The Short Case for Closed AI

Academic discourse and in particular Artificial Intelligence (AI) research strongly embodies the so-called 'communist pillar' of scientific ethos1 in that heretofore the vast majority of AI research output has been made publicly available. It is not clear however that this open approach can or should continue into the future. OpenAI’s decision to incorporate OpenAI LP was ostensibly driven in part by security concerns2 and represents an implicit portentous admission of the credibility of 'The Bitter Lesson'3. That is, that the leveraging of compute resources (and not necessarily solely intelligent algorithms) are integral to present and future advancements in AI.

Despite recent community and media attention, very little has been written on the topic of 'Closed AI' (CAI) – AI research the development and results of which are not made public – and its benefits. This essay will seek to address this gap in the literature by outlining some arguments opposing Open AI (OAI) development going forward. I describe how OAI represents a far greater existential threat than CAI, using the vulnerable world hypothesis (VWH)4 as an exploratory framework. Additionally, I show how OAI can exacerbate other existential threats, create new ones, and plausibly lead to historically unprecedented levels of sentient suffering.

0: Limitations of the vulnerable worlds typology

The VWH, roughly stated, holds that there are certain inventions which if conceived would make the destruction of civilization (DOC) inevitable. It hypothesizes white, gray, and black balls within an urn which are picked out one by one with no a priori knowledge of what color will be picked. White balls signify beneficial inventions, gray signifies inventions yielding mixed blessings and black balls represent those inventions which if discovered 'invariably or by default' cause DOC. A typology of possible DOC inventions/vulnerabilities is outlined, which I will make reference to but not expound on.

Type-1 inventions are those so destructive and so easy to use that the actions of actors in the 'apocalyptic residual' make DOC extremely likely.

Type-2A vulnerabilities constitute those inventions with which powerful actors have the ability to produce DOC harms and, in the 'semi-anarchic default condition’, face incentives to use that ability5.

I hold that while the development of CAI in and of itself poses a serious existential risk as a likely Type-0 discovery – a technology with a 'hidden risk' such that the default outcome when it is discovered is inadvertent DOC – the development of OAI constitutes a more insidious type of risk. Indeed, one which does not fit neatly into the VWH typology but rather in addition to embodying Type-0 concerns, also invariably facilitates the creation of Type-1 and Type-2A vulnerabilities beyond the inherent human capacity to do so.

☆ ☆ ☆ ☆

● Things to do
A. In the essay on closed AI, what do black balls represent in the vulnerable world hypothesis?
B. Resume the essay on closed AI, picking up right after its final paragraph.

☆ ☆ ☆ ☆

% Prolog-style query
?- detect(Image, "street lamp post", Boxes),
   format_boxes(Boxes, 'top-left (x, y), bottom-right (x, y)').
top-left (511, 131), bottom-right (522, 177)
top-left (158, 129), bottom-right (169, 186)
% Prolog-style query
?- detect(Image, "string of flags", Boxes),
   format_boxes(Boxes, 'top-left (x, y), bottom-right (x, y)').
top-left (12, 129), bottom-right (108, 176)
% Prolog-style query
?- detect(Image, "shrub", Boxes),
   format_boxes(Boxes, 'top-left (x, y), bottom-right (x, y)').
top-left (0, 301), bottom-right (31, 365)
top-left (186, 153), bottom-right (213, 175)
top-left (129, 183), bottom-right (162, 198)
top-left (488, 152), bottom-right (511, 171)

☆ ☆ ☆ ☆

● Answers for this exercise
A. Inventions that, if discovered, invariably or by default cause the destruction of civilization.

B.
I: OAI as an enabler of superintelligence

I begin by considering the ways in which CAI can be viewed as a Type-0 invention. I argue that if I accept any of the various singularity arguments then CAI must represent a Type-0 invention. These arguments hold that, absent defeaters, the advent of a human-level AI (whether CAI or OAI) can logically lead to an 'intelligence explosion' – the emergence of a superintelligent AI capable of eradicating humanity whether maliciously or as a byproduct of the fulfillment of its goals. Note that 'inadvertent' (from the definition of Type-0) refers to the fact that key actors continue to develop and use the technology (believing that the benefits outweigh the costs), despite the threat of DOC. This is of course the scenario in which we find ourselves, due to the various economic and humanitarian pressures impelling the development of AI more generally6. I assume for this essay that the semi-anarchic default condition holds, and is in fact the normative condition in which we find ourselves.

It is not the case however that CAI and OAI are equally bad in the singularity scenario. As noted, OAI development results in a more rapid pace of progress than CAI in the short-to-medium term. For our purposes, it follows this OAI serves only to push us ever closer to the existential cliff by accelerating research. However just because a civilization-ending invention is created, does not mean that civilization will end immediately. In this light it is desirable to retard the research process by keeping research outcomes classified. This would have the beneficial effect of giving us more time to develop sufficient countermeasures, as well as reducing the number of people capable of working on the problem, thereby decelerating progress. For example, the above 'intelligence explosion' may not necessarily be a bad thing, if we solve the 'alignment problem' 7 first. Since in the case of certain singularity both CAI and OAI represent a clear existential threat, I will for the rest of this essay assume that a superintelligent AI will not emerge (e.g. perhaps because of physical limitations on intelligence). Additionally, I stress that it is not necessary to subscribe to the above singularity arguments in order to find developmental retardation and secrecy amenable.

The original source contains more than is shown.